(DATA TO USE)
########
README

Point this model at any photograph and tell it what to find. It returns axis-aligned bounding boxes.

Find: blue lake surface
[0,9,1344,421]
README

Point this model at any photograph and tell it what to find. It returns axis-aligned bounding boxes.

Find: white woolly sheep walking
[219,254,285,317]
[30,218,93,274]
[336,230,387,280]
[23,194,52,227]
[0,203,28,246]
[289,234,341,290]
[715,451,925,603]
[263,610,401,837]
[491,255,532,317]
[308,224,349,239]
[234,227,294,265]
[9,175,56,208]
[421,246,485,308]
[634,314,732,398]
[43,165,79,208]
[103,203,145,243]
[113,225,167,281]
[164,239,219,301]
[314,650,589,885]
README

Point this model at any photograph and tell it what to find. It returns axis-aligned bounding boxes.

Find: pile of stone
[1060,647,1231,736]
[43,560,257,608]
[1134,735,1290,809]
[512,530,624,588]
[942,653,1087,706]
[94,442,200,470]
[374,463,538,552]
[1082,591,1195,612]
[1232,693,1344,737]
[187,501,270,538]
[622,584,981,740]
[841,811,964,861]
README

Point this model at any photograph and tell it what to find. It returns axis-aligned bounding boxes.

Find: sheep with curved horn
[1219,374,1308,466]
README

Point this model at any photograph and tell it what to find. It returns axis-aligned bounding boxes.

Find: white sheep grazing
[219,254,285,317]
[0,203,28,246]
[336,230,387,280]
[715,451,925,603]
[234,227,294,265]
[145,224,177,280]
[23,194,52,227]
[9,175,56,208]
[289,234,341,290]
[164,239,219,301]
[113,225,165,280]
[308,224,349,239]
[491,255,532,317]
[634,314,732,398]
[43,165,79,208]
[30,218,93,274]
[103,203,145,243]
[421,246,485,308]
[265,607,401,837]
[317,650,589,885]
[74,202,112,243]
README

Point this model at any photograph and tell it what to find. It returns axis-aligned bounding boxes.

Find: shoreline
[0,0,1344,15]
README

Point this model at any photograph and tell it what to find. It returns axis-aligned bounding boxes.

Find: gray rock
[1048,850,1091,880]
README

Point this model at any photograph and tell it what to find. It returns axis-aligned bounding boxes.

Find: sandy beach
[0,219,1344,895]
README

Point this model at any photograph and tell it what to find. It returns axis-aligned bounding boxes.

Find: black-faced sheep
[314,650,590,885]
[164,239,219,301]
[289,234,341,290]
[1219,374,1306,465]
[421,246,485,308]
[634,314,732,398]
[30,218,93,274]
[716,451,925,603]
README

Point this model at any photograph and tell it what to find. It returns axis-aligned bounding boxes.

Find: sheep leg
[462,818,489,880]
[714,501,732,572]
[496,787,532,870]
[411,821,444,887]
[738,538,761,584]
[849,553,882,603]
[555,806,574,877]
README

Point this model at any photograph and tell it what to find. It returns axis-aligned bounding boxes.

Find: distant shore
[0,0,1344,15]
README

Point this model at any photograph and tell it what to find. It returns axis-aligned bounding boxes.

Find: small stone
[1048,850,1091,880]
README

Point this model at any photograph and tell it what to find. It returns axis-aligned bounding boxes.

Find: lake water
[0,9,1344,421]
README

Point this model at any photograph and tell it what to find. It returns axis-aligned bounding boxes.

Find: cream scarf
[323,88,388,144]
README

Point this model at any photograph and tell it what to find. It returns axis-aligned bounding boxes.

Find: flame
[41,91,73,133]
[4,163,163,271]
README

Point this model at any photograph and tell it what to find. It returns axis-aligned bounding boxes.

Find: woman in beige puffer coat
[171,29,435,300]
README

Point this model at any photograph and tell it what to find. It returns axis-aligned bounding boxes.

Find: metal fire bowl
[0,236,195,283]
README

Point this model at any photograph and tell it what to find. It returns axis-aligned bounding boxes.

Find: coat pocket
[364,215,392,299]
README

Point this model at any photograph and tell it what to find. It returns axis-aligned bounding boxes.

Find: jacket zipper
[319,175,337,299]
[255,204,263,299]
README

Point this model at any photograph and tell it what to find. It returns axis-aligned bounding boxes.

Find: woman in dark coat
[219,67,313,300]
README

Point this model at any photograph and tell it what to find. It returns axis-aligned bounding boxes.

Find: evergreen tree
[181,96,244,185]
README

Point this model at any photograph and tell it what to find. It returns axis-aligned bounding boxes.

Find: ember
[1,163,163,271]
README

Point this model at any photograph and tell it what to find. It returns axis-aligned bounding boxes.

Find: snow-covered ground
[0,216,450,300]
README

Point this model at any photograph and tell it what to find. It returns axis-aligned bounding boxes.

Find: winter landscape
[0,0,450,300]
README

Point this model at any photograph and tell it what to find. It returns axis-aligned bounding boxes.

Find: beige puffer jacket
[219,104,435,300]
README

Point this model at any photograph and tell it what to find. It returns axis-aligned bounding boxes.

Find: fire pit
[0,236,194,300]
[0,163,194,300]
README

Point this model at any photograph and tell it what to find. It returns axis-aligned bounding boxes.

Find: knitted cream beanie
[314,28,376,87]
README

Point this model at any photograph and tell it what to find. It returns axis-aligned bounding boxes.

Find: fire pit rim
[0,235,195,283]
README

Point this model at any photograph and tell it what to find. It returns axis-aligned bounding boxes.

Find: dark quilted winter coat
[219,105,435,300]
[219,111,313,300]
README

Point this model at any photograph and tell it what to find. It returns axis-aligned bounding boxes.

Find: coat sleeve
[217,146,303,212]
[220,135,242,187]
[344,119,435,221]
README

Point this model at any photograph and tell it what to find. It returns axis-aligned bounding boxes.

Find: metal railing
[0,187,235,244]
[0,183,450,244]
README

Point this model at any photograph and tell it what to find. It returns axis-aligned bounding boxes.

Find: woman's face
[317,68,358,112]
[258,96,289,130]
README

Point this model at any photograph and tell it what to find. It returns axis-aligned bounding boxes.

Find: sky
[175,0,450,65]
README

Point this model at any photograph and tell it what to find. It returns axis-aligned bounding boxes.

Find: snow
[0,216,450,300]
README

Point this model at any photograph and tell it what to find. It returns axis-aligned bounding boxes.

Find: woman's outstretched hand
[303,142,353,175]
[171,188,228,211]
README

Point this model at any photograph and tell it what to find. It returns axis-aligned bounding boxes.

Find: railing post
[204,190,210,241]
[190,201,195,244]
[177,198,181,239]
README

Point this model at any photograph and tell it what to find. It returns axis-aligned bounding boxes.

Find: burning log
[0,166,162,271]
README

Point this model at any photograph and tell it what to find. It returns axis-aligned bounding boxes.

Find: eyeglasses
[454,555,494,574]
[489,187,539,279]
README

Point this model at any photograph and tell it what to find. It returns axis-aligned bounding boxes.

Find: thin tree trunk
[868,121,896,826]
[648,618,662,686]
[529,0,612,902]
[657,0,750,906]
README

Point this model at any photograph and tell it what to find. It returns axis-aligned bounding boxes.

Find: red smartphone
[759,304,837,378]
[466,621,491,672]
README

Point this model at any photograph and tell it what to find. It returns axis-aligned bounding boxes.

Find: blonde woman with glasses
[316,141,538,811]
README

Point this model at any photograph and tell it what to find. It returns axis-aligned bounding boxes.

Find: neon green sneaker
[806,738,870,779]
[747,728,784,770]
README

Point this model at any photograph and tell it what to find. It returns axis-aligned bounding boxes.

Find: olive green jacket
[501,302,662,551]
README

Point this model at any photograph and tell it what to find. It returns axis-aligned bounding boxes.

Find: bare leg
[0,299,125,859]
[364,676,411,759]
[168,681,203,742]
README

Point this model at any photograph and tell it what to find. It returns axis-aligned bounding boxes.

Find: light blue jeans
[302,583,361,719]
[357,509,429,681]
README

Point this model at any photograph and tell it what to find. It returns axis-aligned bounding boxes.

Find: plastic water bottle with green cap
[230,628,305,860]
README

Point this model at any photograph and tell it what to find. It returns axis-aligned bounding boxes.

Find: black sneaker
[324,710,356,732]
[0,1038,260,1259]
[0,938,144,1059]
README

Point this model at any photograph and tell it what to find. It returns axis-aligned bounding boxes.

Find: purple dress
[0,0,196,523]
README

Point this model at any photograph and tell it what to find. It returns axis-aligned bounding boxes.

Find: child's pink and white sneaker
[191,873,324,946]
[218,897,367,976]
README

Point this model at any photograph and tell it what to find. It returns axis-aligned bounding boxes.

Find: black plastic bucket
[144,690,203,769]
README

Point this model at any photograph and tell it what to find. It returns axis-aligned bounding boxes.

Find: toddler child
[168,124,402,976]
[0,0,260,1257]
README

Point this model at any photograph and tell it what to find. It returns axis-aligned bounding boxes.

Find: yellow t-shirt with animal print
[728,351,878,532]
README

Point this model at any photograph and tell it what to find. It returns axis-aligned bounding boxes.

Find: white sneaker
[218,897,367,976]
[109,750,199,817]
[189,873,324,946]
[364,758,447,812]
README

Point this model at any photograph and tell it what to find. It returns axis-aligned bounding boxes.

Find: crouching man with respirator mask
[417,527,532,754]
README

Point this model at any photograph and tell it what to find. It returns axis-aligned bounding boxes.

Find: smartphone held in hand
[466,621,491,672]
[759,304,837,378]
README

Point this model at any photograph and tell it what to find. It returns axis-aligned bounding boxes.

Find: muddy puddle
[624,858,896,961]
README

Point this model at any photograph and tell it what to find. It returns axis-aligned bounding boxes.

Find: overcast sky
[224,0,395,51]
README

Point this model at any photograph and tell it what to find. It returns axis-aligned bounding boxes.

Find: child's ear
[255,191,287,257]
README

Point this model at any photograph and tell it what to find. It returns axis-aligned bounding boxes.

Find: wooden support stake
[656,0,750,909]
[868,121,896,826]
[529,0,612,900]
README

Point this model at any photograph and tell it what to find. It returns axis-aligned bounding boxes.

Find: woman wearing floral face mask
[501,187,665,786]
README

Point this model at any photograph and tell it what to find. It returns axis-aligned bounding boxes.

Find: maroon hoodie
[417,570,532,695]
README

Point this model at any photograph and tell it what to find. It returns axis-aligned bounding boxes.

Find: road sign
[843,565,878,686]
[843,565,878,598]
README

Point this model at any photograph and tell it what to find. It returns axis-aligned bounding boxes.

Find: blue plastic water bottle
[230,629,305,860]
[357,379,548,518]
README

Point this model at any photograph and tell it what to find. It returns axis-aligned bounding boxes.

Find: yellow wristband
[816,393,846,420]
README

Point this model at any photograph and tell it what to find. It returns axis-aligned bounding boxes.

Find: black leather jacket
########
From the material above, pull out every line that contains the word "winter" and copy each one in full.

(FULL RESPONSE)
Find: winter landscape
Find: dark quilted winter coat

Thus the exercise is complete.